ENUNCIADO – Você pode atualizar as linhas abaixo, trocando "wildlife tally" por "field survey" em todas elas sem mexer em mais nada e deixando as imagens fora da resposta?

[Entradas de apontamento de objetos rotulados]

════

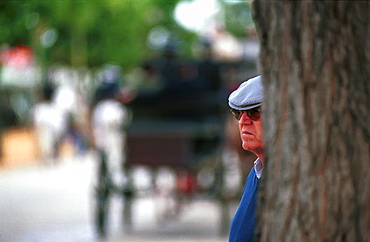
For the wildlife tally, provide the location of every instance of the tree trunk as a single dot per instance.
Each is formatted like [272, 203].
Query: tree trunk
[315, 64]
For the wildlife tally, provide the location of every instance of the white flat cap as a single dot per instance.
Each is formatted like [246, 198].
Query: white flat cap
[248, 95]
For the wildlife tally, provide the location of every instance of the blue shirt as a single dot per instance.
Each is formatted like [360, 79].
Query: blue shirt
[242, 225]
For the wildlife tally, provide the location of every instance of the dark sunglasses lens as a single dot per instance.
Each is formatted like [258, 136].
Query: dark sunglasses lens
[236, 113]
[254, 114]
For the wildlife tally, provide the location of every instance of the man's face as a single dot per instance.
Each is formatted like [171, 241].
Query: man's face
[251, 134]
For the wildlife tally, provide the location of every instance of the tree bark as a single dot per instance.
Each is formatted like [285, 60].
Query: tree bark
[315, 65]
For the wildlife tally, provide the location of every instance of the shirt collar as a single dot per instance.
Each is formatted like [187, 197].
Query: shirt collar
[258, 167]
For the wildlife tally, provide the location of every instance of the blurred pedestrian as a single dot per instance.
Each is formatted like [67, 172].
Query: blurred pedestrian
[50, 124]
[245, 103]
[109, 119]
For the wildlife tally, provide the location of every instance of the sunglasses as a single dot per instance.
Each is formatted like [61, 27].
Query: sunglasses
[254, 113]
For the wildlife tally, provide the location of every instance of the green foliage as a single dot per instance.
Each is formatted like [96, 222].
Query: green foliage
[96, 32]
[238, 17]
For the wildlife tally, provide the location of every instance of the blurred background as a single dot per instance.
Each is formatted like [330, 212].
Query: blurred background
[114, 122]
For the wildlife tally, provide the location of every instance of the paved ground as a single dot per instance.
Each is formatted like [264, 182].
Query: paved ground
[55, 203]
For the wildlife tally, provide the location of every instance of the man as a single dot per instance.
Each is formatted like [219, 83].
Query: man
[245, 104]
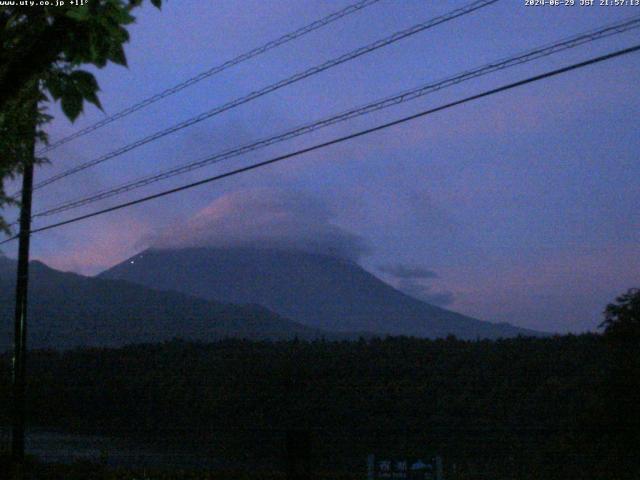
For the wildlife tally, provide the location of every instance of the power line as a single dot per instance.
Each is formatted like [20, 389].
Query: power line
[476, 5]
[335, 141]
[520, 58]
[316, 25]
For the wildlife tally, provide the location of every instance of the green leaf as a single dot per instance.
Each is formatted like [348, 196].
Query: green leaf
[80, 14]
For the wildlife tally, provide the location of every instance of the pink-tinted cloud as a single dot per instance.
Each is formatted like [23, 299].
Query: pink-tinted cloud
[263, 218]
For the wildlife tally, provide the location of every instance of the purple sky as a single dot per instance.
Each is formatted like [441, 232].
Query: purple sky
[522, 207]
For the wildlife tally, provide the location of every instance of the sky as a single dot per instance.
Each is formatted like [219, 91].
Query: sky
[520, 207]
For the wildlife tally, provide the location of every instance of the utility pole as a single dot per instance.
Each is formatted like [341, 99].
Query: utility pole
[20, 325]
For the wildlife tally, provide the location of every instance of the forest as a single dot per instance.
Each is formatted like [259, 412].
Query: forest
[512, 408]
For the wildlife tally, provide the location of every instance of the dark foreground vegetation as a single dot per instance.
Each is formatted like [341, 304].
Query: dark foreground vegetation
[561, 407]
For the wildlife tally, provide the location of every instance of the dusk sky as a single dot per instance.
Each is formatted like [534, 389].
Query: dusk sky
[521, 207]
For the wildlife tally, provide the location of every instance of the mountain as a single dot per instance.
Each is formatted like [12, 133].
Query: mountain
[68, 310]
[316, 290]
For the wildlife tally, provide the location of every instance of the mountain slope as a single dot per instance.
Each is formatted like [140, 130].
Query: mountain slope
[68, 310]
[315, 290]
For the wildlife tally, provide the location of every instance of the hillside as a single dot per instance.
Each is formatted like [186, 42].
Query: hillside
[316, 290]
[68, 310]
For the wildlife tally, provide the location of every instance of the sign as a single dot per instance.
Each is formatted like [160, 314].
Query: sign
[380, 468]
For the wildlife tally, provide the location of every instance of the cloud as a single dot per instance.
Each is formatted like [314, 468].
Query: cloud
[401, 271]
[412, 280]
[264, 218]
[425, 293]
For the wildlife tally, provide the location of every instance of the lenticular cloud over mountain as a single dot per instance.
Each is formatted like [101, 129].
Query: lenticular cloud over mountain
[264, 218]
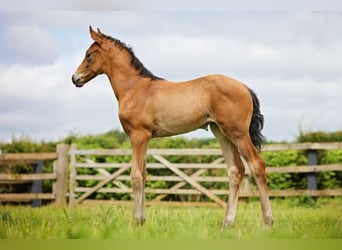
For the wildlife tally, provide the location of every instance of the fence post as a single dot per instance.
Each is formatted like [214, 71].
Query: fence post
[37, 168]
[61, 170]
[72, 179]
[311, 177]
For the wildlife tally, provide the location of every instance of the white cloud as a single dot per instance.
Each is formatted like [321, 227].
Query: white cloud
[27, 43]
[291, 60]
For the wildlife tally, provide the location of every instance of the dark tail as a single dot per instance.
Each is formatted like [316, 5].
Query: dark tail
[257, 123]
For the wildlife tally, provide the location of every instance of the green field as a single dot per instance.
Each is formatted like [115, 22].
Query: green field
[294, 218]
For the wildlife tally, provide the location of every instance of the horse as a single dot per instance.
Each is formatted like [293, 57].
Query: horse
[150, 106]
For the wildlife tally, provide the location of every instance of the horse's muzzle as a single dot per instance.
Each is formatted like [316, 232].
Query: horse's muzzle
[77, 80]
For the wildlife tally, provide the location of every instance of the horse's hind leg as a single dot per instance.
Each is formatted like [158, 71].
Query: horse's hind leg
[257, 166]
[139, 141]
[235, 171]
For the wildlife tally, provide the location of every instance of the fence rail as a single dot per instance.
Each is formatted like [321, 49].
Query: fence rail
[187, 178]
[36, 160]
[191, 179]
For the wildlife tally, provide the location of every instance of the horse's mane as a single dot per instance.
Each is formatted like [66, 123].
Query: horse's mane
[135, 62]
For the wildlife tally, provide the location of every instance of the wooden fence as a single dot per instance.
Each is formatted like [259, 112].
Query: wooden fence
[36, 160]
[190, 181]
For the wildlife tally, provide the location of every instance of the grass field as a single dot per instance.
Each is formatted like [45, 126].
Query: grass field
[300, 220]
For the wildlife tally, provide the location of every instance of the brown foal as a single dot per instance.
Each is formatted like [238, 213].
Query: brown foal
[150, 106]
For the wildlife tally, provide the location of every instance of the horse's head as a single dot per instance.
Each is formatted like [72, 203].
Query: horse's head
[94, 62]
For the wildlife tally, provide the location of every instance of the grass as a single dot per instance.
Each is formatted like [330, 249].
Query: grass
[293, 219]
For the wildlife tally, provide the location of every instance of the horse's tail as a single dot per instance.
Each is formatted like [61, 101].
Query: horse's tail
[257, 123]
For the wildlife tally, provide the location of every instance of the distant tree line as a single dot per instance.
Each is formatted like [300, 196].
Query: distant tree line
[116, 139]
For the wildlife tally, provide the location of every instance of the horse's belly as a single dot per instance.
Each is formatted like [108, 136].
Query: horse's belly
[175, 127]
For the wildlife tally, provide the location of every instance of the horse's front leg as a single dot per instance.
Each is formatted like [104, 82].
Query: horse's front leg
[139, 141]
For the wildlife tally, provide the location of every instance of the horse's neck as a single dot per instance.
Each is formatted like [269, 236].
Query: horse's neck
[121, 83]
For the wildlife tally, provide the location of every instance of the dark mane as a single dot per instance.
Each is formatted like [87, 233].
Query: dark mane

════

SOLUÇÃO COMPLETA –
For the field survey, provide the location of every instance of the tree trunk as a single dot per instance.
Each is formatted like [272, 203].
Query: tree trunk
[315, 64]
For the field survey, provide the location of every instance of the white flat cap as a single dot per instance.
Each is formatted like [246, 198].
Query: white flat cap
[248, 95]
For the field survey, provide the location of every instance of the blue shirt as a single dot per instance.
Each is formatted like [360, 79].
Query: blue shirt
[242, 225]
For the field survey, provide the location of every instance of the dark sunglasses lens as a single dot per instance.
Each is formatted like [258, 136].
Query: dark sunglasses lens
[236, 113]
[254, 114]
For the field survey, provide the location of every instance of the man's face as a single dot per instance.
Each is formatted like [171, 241].
Query: man's face
[251, 134]
For the field survey, provide the location of every instance of the tree bark as a single dot per instance.
Each is formatted like [285, 60].
Query: tree bark
[315, 65]
For the field survey, provide the location of every instance of the shirt collar as a single dot per instance.
Each is formatted like [187, 197].
Query: shirt collar
[258, 167]
For the field survey, provide the location of every instance of the blurred pedestrian as a single dot per instance.
Each is formatted like [67, 172].
Query: blurred pedestrian
[50, 124]
[245, 103]
[109, 119]
For the field survey, provide the location of every instance of the sunglasses as a single dot per instance.
Each is formatted like [61, 27].
Query: sunglasses
[254, 113]
For the field survey, provide the location of every instance of the green foliage as a single dot per instance.
Each is formatted like [96, 222].
Query: green foliage
[96, 32]
[238, 17]
For the field survey, provide the location of every instance of the blurred background as a single dot per instance.
Each is formatted like [330, 212].
Query: blurred background
[114, 122]
For the field survey, provide the location of every instance of the paved ground as a single dot per instance.
Each is formatted like [264, 182].
Query: paved ground
[55, 203]
For the field survey, provide the location of every instance of the man as a single dot per instance.
Each is formatted like [219, 83].
Query: man
[245, 104]
For the field survey, provide the location of every instance of the power line as a single dot per instance.
Each is formatted like [20, 389].
Query: power line
[476, 5]
[335, 141]
[520, 58]
[316, 25]
For the field survey, provide the location of every instance of the green leaf as a single dot per instance.
Each is formatted like [348, 196].
Query: green leaf
[80, 14]
For the field survey, provide the location of every instance of the pink-tinted cloud as a single dot per instance.
Each is formatted like [23, 299].
Query: pink-tinted cloud
[263, 218]
For the field survey, provide the location of every instance of the purple sky as a single dot per instance.
Each is formatted like [441, 232].
Query: purple sky
[522, 207]
For the field survey, provide the location of every instance of the sky as a single dot per instance.
Each is formatted like [219, 91].
Query: sky
[520, 207]
For the field survey, provide the location of every instance of the utility pole as a single dot per instance.
Each is formatted like [341, 99].
Query: utility pole
[20, 325]
For the field survey, provide the location of every instance of the forest as a single dot per instance.
Each is formatted like [259, 412].
Query: forest
[512, 408]
For the field survey, provide the location of every instance of the dark foreground vegetation as a single dot per instance.
Each is formatted like [341, 304].
Query: dark foreground vegetation
[561, 407]
For the field survey, provide the location of every instance of the dusk sky as a single dot per instance.
Each is formatted like [534, 389].
Query: dusk sky
[521, 207]
For the field survey, provide the location of every instance of the mountain as a single dot per instance.
Each is formatted like [12, 133].
Query: mountain
[68, 310]
[316, 290]
For the field survey, provide the location of every instance of the mountain slope as a single dot per instance.
Each is formatted like [140, 130].
Query: mountain slope
[68, 310]
[315, 290]
For the field survey, provide the location of every instance of the hillside as a single dot per instance.
Each is formatted like [186, 42].
Query: hillside
[316, 290]
[68, 310]
For the field survey, provide the location of every instance of the sign as a single dot per instance.
Each is formatted like [160, 314].
Query: sign
[380, 468]
For the field survey, provide the location of every instance of the cloud as a single dot per instance.
Each is formatted like [314, 468].
Query: cloud
[401, 271]
[412, 280]
[264, 218]
[425, 293]
For the field survey, provide the location of every instance of the lenticular cloud over mountain as a single dot per instance.
Each is formatted like [101, 129].
Query: lenticular cloud over mountain
[264, 218]
For the field survey, provide the location of every instance of the fence post as a single dot per instance.
Each is formatted like [214, 71].
Query: fence post
[37, 168]
[61, 170]
[72, 179]
[311, 177]
For the field survey, provide the location of every instance of the white cloud as a single dot per instance.
Each is formatted like [321, 227].
Query: white cloud
[27, 43]
[291, 60]
For the field survey, provide the location of every instance of the dark tail as a single dot per instance.
Each is formatted like [316, 5].
Query: dark tail
[257, 123]
For the field survey, provide the location of every instance of the green field as a single dot per instance.
Each is formatted like [115, 22].
Query: green field
[294, 218]
For the field survey, provide the location of every instance of the horse as a single dot per instance.
Each is formatted like [293, 57].
Query: horse
[150, 106]
For the field survey, provide the location of every instance of the horse's muzzle as a single dot per instance.
Each is formatted like [316, 232].
Query: horse's muzzle
[77, 80]
For the field survey, provide the location of every instance of the horse's hind leg as a single dot per instance.
Each is formatted like [158, 71].
Query: horse's hind leg
[257, 166]
[139, 141]
[235, 171]
For the field survey, provide the location of every instance of the fence rail as a single dot per instance.
Each is formatted like [321, 49].
Query: fence rail
[187, 178]
[36, 160]
[191, 179]
For the field survey, provide the location of every instance of the horse's mane as a single dot per instance.
Each is formatted like [66, 123].
Query: horse's mane
[135, 62]
For the field survey, provide the location of every instance of the wooden fence as a single dot per instance.
Each is formatted like [259, 112].
Query: wooden fence
[36, 160]
[190, 181]
For the field survey, provide the location of every instance of the grass field as a single dot per instance.
Each is formatted like [45, 126].
Query: grass field
[300, 220]
For the field survey, provide the location of every instance of the brown foal as a single dot per instance.
Each is formatted like [238, 213].
Query: brown foal
[150, 106]
For the field survey, provide the location of every instance of the horse's head as a single dot per instance.
Each is formatted like [72, 203].
Query: horse's head
[94, 62]
For the field survey, provide the location of every instance of the grass as a single dot per instance.
Each is formatted like [330, 249].
Query: grass
[293, 219]
For the field survey, provide the location of every instance of the horse's tail as a single dot per instance.
Each is formatted like [61, 101].
Query: horse's tail
[257, 123]
For the field survey, provide the location of every instance of the distant tree line as a single dot per instance.
Each is formatted like [300, 196].
Query: distant tree line
[116, 139]
For the field survey, provide the location of every instance of the horse's belly as a single dot per instance.
Each is formatted like [108, 136].
Query: horse's belly
[175, 127]
For the field survey, provide the location of every instance of the horse's front leg as a single dot per instance.
Each is formatted like [104, 82].
Query: horse's front leg
[139, 141]
For the field survey, provide the location of every instance of the horse's neck as a single dot per instance.
Each is formatted like [269, 236].
Query: horse's neck
[121, 83]
For the field survey, provide the location of every instance of the dark mane as a single dot per instance.
Each is formatted like [87, 233].
Query: dark mane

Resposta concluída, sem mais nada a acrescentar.